ENUNCIADO A =
Diga se cada afirmação abaixo está de acordo com o texto sobre contratos administrativos na pandemia. Responda sim ou não e cite literalmente as palavras do texto que decidem a questão.
(i) A Administração Pública é apresentada como a maior contratante no mercado interno nacional.
(ii) O texto defende o simples desfazimento dos contratos em andamento como primeira medida.
(iii) O art. 22 citado pertence ao Decreto-Lei nº 4.657/1942.
ENUNCIADO B =
Transcreva literalmente a parte do texto sobre contratos administrativos na pandemia que começa em "Para isso, é" e termina em "direitos dos administrados.".

Dada a excepcionalidade
que marca o atual momento, justifica-se a adoção de soluções excepcionais, o
que pode envolver, por exemplo, medidas que não atendam a todas as prescrições
exigidas pela legislação para um momento ordinário; deixar de privilegiar o
aspecto formal que as relações administrativas impõem; praticar atos que não se
amoldem na íntegra às recomendações feitas pelos órgãos de controle interno e
externo, feitas para momentos em que o administrador não enfrenta crise; entre
outras iniciativas.

Para isso, é preciso
que o gestor público tenha segurança para agir, o que requer, mais do que nunca,
assegurar o comando do art. 22 do Decreto-Lei nº 4.657/1942 (Lei de Introdução
às Normas do Direito Brasileiro):

Art. 22. Na interpretação de normas sobre gestão pública, serão considerados os obstáculos e as dificuldades reais do gestor e as exigências das políticas públicas a seu cargo, sem prejuízo dos direitos dos administrados.

§ 1º Em decisão sobre regularidade de conduta ou validade de ato, contrato, ajuste, processo ou norma administrativa, serão consideradas as circunstâncias práticas que houverem imposto, limitado ou condicionado a ação do agente. (Grifamos)

A Administração Pública
não pode ignorar o fato de ser a maior contratante no mercado interno nacional
, razão pela qual,
diante da crise que assola o país (e o mundo), deve adotar medidas estratégicas
para permitir a rápida recuperação da economia quando a emergência cessar.

A fim de minimizar os
efeitos da crise provocada pela Covid-19, cumpre aos órgãos e às entidades
integrantes da Administração Pública direta e indireta da União, dos estados,
do Distrito Federal e dos municípios lidarem com os efeitos sobre os muitos
contratos administrativos em andamento e que serão impactados em razão das
repercussões da pandemia.

O caráter extraordinário
da situação enfrentada requer bom senso e cautela, de modo a preservar essas
relações, evitando, ao máximo, o simples desfazimento desses ajustes, o que
conduziria à perda de empregos e à falência das empresas
.

Nesse sentido, entendemos
que os obstáculos e as dificuldades reais enfrentadas pelo gestor, bem como
as circunstâncias práticas que houverem imposto, limitado ou condicionado sua ação
,devam ser consideradas na avaliação
da regularidade das medidas empregadas pelos órgãos e pelas entidades da Administração
direta e indireta e pelas estatais na condução de suas relações contratuais.


[1] Lei nº 13.979/2020: “Art. 2º Para fins
do disposto nesta Lei, considera-se: I – isolamento: separação de pessoas
doentes ou contaminadas, ou de bagagens, meios de transporte, mercadorias ou
encomendas postais afetadas, de outros, de maneira a evitar a contaminação ou a
propagação do coronavírus; e II – quarentena: restrição de atividades ou
separação de pessoas suspeitas de contaminação das pessoas que não estejam
doentes, ou de bagagens, contêineres, animais, meios de transporte ou
mercadorias suspeitos de contaminação, de maneira a evitar a possível
contaminação ou a propagação do coronavírus”.

Trechos de um conjunto de dados =

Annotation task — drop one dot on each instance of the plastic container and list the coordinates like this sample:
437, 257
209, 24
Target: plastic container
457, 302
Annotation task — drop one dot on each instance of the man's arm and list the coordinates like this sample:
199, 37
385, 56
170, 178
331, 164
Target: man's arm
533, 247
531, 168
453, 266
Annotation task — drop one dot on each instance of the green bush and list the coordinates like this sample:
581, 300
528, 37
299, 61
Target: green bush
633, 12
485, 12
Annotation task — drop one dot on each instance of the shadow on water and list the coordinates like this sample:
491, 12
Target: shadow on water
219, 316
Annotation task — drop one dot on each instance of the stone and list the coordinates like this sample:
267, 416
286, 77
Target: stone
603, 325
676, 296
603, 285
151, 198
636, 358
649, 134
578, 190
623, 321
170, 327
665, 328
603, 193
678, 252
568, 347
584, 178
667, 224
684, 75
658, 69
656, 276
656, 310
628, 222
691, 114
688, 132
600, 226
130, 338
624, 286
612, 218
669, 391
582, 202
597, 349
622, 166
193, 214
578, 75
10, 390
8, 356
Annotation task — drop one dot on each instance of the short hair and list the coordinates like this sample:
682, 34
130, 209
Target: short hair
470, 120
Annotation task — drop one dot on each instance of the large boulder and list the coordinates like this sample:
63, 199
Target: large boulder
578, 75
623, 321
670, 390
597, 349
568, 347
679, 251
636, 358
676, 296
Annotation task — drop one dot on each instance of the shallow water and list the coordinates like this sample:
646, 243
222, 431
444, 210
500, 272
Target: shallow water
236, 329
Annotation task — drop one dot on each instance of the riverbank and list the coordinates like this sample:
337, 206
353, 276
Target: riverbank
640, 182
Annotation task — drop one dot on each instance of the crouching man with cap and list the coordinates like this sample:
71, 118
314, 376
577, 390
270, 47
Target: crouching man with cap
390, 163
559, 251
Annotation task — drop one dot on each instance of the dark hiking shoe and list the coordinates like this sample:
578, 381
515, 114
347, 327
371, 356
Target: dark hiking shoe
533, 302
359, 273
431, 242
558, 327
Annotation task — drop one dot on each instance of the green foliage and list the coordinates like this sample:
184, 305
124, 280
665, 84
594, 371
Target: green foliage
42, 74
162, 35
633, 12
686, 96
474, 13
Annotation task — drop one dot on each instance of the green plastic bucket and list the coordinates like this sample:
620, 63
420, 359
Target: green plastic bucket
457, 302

SOLUÇÃO DETALHADA A =
(i) Sim: "ser a maior contratante no mercado interno nacional".
(ii) Não: "evitando, ao máximo, o simples desfazimento desses ajustes".
(iii) Sim: "assegurar o comando do art. 22 do Decreto-Lei nº 4.657/1942".

SOLUÇÃO DETALHADA B =
Para isso, é preciso
que o gestor público tenha segurança para agir, o que requer, mais do que nunca,
assegurar o comando do art. 22 do Decreto-Lei nº 4.657/1942 (Lei de Introdução
às Normas do Direito Brasileiro):

Art. 22. Na interpretação de normas sobre gestão pública, serão considerados os obstáculos e as dificuldades reais do gestor e as exigências das políticas públicas a seu cargo, sem prejuízo dos direitos dos administrados.